Purely Synthetic PCAT 1 Message #1 Posted by PeterP on 16 Apr 2009, 8:05 p.m.
Hi,
A little while ago we were asked if there is a program that can display all the CAT 1 entries. As it turns out there was none, but pretty quickly a version using the CCD (next to the Sandbox my favorite module) was written.
Nevertheless the discussion started if it would be possible to do the same without any external modules, only using synthetics. As it turns out, Dan and I found a way how it actually can be done, if one allows the use of X/F and X/M. For what its worth, the code is produced below. It uses a few functions from the PPC module, which can be typed in as separate functions so one does not need the actual modul. Needless to say, these purely focal programs are very adagio. Just in case, I have added in parenthesis the respective functions from the Sandbox, however if one were to allow the Sandbox a much faster version could be written using its NRCL function…
The concept is as follows:
 Do a GTO .., size at least 018, make sure there is at least one free register available in the main memory
 Calculate the length of program memory and add 2 registers
 lower the curtain to one register below the .END.
 using SAVERX, move the whole program area up to and including the original R00 into X/M. SAVERX normalizes only the top and bottom registers of the block that is transferred. This means the original R00 (that’s fine, its normalized anyway) and the 1 empty register below the .END. (which we don’t care about). If there is not enough room in the X/M the calc will tell you.
 Now we can use GETX, which does not normalize, to analyze the CAT 1 chain. Starting with the second register in our datafile (the first one contains the empty register below the .END.) we can decode the .END., find the distance to the next END, decode it to find the distance to the next Alpha or END, display if it is Alpha, rinse and repeat until we have reached the top end
Biggest nuisance is when ENDs or Alpha labels cross register boundaries as we have to get the next register and decode again. We use SEEKPT to move around quickly from one register to the next.
Clearly this was far more fun for me to do that it will be of use to anyone, but maybe this does interest someone.
Cheers
Peter
; **********************************
;00 – 48 (numbers are veeeeery slow on the 41)

JOBS ->
1. Name every module that the forum post on the synthetic CAT 1 program refers to as a module.
2. Pick up the forum post on the synthetic CAT 1 program from the point where it stops.
The data after this point are not needed.

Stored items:

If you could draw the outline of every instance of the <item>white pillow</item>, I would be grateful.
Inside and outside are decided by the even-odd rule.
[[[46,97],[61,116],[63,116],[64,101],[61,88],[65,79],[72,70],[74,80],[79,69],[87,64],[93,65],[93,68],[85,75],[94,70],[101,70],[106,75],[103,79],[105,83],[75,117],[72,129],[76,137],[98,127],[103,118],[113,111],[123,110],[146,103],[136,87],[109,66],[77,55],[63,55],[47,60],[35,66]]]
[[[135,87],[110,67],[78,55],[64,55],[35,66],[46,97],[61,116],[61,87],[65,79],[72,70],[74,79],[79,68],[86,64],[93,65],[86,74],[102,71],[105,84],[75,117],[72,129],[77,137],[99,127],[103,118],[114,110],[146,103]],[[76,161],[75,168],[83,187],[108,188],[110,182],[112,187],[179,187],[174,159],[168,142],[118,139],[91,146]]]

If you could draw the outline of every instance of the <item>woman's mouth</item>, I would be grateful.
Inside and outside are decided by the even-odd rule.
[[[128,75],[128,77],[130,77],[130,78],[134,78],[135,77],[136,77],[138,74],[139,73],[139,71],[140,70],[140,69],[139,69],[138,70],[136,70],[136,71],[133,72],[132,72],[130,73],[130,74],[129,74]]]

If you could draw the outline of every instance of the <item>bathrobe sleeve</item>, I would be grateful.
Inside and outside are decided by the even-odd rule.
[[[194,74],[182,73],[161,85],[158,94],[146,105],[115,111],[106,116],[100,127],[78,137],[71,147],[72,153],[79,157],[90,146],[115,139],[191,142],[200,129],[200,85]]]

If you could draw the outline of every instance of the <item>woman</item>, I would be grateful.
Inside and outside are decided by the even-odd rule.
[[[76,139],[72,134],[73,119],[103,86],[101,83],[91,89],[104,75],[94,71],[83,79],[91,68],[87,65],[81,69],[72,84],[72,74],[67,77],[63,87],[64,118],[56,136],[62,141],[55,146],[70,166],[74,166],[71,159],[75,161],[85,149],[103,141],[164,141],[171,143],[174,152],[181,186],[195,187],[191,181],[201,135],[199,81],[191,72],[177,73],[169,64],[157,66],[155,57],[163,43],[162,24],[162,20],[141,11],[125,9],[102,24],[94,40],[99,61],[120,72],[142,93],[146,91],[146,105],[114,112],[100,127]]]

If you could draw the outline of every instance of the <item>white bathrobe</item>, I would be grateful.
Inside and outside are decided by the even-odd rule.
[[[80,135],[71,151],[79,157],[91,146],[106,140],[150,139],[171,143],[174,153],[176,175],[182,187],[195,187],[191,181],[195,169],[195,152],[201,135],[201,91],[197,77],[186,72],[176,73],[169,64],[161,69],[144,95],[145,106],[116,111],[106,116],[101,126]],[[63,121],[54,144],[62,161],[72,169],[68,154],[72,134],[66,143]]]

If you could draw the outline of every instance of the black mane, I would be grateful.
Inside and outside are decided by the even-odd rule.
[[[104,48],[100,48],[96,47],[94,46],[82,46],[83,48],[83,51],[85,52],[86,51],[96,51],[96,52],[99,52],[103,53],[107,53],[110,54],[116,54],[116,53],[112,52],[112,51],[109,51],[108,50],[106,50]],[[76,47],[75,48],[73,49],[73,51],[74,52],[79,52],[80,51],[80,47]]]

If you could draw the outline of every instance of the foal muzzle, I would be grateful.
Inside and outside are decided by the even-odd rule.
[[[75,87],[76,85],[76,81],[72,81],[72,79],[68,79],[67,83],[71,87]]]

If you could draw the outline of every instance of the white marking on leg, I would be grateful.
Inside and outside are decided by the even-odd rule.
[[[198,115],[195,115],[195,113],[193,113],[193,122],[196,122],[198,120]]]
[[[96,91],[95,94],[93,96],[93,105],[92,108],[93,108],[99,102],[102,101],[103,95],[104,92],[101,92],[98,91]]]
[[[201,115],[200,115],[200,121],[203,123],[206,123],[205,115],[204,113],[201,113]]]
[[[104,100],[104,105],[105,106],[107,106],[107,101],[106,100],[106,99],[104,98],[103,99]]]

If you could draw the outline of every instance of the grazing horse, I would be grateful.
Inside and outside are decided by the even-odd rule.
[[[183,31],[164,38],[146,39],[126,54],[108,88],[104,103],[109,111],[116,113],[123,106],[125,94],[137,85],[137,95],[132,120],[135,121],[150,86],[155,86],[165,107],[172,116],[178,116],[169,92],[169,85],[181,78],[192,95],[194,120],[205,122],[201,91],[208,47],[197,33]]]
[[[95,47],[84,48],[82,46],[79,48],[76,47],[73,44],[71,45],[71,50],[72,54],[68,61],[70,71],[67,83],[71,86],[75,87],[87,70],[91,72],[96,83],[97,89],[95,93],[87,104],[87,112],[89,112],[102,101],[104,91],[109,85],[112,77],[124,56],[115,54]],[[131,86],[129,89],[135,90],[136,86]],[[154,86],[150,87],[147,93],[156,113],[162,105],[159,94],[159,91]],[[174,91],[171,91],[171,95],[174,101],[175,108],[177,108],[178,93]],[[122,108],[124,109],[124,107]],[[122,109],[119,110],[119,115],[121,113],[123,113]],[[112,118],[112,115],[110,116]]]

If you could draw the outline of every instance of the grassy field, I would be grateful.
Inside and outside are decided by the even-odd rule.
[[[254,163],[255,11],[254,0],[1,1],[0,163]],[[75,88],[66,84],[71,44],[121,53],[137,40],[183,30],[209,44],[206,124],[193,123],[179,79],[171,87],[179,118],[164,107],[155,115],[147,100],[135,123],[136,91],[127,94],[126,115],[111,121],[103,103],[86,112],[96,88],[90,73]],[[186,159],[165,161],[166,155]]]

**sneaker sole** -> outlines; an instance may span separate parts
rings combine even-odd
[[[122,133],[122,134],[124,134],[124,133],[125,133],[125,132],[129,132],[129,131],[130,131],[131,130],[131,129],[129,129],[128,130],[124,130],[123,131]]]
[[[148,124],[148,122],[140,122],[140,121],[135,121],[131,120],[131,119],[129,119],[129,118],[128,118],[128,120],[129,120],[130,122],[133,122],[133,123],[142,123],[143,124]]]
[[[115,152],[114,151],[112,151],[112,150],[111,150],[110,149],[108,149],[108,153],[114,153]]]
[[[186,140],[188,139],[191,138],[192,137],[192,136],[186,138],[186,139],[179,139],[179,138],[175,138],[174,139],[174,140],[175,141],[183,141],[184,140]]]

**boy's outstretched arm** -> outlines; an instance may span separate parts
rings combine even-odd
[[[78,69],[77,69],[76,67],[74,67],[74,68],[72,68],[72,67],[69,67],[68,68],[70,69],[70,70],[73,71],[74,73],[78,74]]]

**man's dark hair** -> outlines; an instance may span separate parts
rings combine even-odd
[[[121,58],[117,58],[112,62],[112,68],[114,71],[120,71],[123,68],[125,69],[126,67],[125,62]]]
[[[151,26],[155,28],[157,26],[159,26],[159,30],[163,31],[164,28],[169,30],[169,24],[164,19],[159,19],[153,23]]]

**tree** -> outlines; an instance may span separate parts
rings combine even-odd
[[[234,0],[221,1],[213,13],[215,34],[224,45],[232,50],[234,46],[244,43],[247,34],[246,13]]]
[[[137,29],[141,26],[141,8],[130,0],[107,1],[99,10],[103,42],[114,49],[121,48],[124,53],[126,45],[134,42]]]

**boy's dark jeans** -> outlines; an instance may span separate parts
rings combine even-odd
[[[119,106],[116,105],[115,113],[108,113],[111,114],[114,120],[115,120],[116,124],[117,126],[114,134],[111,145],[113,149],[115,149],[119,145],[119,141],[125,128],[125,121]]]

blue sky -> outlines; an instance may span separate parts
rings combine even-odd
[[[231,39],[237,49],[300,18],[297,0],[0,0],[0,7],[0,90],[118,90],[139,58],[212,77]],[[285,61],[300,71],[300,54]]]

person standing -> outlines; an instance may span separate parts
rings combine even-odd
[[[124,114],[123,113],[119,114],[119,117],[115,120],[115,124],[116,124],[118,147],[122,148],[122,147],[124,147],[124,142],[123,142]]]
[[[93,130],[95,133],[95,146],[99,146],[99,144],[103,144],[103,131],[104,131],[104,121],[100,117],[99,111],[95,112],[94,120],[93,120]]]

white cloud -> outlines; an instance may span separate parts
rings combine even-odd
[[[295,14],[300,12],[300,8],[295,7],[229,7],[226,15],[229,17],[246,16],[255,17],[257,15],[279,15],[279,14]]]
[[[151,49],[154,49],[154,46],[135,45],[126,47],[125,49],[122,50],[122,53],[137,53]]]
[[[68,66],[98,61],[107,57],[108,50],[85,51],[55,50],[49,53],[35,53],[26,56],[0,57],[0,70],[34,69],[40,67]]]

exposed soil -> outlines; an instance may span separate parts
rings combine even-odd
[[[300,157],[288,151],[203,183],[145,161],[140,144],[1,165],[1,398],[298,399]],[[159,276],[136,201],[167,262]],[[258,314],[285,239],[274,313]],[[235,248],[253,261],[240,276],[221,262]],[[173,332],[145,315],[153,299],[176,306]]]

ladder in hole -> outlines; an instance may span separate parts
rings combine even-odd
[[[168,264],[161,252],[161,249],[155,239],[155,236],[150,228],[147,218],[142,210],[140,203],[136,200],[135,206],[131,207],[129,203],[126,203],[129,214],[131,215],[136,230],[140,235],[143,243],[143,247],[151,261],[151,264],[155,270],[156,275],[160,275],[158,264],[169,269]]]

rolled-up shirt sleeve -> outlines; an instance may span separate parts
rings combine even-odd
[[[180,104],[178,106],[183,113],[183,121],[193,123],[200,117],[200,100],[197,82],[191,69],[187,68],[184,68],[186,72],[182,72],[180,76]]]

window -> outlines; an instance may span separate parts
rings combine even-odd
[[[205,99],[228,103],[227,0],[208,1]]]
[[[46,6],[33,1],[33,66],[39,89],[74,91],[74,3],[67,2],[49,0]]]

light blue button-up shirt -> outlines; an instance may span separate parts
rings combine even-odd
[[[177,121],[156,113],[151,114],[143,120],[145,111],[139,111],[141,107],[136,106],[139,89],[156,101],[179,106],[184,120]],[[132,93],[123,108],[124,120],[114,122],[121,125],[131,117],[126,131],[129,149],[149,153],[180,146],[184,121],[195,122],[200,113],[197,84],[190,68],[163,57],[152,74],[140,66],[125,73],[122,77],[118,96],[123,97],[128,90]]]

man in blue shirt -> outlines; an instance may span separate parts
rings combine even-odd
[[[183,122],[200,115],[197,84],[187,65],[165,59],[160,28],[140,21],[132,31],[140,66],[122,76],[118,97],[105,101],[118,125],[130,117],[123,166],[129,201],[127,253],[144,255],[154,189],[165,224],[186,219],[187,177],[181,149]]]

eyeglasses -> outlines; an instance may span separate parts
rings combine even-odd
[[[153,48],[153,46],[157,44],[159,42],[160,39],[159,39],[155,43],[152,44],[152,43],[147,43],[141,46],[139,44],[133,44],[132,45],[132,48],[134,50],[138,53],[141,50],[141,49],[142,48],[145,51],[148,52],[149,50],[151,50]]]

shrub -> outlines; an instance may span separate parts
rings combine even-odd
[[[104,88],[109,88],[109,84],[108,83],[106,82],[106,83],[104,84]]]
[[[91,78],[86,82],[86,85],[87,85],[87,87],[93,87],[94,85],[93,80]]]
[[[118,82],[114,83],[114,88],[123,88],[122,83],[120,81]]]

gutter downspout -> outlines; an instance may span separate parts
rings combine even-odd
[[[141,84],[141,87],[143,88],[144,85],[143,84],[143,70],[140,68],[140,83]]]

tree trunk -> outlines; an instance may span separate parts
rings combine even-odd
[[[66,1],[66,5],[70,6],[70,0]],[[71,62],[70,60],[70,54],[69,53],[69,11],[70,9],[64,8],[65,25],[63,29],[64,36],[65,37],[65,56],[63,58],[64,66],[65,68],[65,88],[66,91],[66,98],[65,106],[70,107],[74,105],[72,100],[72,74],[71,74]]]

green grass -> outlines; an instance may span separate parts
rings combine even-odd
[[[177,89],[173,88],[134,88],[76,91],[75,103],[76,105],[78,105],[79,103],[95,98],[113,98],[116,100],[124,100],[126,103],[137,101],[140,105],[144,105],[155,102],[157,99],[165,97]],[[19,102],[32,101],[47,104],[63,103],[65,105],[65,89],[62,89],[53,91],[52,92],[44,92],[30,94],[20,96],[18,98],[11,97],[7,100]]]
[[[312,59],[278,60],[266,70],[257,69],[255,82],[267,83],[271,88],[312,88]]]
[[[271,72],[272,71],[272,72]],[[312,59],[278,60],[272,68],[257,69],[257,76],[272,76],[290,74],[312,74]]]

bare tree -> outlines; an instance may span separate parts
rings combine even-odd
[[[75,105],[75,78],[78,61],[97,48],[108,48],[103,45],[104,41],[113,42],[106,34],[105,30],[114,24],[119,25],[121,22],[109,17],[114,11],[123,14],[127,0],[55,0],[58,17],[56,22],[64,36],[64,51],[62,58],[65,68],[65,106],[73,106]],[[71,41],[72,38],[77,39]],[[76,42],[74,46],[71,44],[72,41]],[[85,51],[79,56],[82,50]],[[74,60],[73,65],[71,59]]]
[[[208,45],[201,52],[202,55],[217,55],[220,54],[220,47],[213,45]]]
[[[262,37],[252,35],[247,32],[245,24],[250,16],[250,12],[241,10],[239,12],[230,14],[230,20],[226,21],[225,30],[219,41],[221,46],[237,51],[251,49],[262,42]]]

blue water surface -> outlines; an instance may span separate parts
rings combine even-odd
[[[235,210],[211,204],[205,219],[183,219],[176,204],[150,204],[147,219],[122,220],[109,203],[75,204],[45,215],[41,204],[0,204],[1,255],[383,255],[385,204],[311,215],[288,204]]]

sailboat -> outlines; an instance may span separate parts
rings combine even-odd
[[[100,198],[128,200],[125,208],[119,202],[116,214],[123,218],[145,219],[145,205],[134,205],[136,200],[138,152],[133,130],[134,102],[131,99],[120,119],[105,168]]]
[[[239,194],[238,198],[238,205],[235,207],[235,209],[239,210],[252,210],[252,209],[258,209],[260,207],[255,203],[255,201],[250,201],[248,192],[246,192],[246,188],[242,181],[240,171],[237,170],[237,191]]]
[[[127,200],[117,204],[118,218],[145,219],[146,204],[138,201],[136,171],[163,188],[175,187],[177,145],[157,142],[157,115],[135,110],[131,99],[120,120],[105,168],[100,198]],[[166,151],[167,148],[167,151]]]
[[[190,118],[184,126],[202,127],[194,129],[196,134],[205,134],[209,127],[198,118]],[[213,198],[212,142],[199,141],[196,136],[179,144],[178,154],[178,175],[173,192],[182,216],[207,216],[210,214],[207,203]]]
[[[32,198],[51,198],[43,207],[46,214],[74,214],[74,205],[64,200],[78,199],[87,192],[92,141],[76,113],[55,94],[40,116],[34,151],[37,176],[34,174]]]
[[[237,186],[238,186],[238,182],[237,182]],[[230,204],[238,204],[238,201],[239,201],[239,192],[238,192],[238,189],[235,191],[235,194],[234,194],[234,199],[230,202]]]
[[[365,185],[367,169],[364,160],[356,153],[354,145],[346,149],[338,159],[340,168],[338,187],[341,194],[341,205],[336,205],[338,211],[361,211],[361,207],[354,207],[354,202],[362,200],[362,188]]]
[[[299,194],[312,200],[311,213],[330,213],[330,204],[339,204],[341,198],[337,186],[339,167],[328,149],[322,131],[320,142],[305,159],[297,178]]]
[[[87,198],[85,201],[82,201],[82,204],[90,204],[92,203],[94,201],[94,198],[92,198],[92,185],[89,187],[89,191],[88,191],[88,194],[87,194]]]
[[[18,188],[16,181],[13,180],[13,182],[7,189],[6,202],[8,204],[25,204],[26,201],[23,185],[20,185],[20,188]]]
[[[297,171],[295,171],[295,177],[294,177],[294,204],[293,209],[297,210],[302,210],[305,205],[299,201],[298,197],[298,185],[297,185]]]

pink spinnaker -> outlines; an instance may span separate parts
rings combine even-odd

ANSWERS TO THE EXERCISE ->
1. CCD, Sandbox, PPC module

2.
;01 – 64
;02  7
;03 – current register pointer
;04 – prior register pointer
;05 – counter for number of alpha label chars
;06 – pointer to regs where chars are stored
;07 – temp storage
;08 – 10
;09 – 128
;10:17 – tmp register for alpha label chars
; **********************************
LBL ‘PCAT2’ ;first version uses CCD, see original post
1.2
STO 03
STO 04
48
STO 00
64
STO 01
7
STO 02
10
STO 08
128
STO 09
XROM ‘C?’ ;get abs addr of curtain
XROM ‘E?’ ;get abs addr of .END.

2
+
‘PCATDF’ ;name of temp datafile
SF 25
PURFL
CF 25
CRFLD ;create a datafile large enough for whole pgm memory + 2 regs
1

STO Y
CHS
XROM ‘CU’ ;lower the curtain to 1 reg below .END.
STO Y
1 E 3
/
SAVERX ;transfer it all including the original R00 to XM
RDN
XROM ‘CU’ ;restore curtain
LBL ‘SCH’ ;Show Catalog
RCL 03
SEEKPT ;position to next needed register
GETX ;get register without normalization
XEQ ‘NH’ ;decode. NNN>HEX from Sandbox is faster…
AOFF ;not needed with NNN>HEX
XEQ ‘ROA’ ;rotate alpha so that relevant bytes are on left side
ATOX ;get ‘C’ byte out of the way from END/Alpha structure
XEQ ‘MAD’ ;Make Alpha Distance. This calcs the distance to the next element in the chain
X=0? ;if it is 0 bytes away, we have reached the top of CAT 1
GTO ‘EXT’ ;EXiT
RCL 03
STO 04
XEQ ‘A+B’ ;calc the new register we need
STO 03
ALENG
X=0? ;did we reach the end of the register?
XEQ ‘GNR’ ;get next register
XEQ ‘CCA’ ;now check if this is an alpha lable
GTO ‘SHC’ ;rinse and repeat
;
LBL ‘EXT’ ;EXIT
ALENG
X=0? ;did we reach the end of the reg (should never happen actually)
XEQ ‘GNRE’ ;get next register
XEQ ‘CCA’ ;check for Alpha label (should be one)
BEEP
CLX
STOP
GTO ‘PCAT2’ ;just in case of trigger happy R/S finger…
;
LBL ‘ROA’ ;rotate alpha (actually clear bytes left to start of END/AlphaLabel
RCL 03
FRC ;which byte do we need to look at? (starting at 0)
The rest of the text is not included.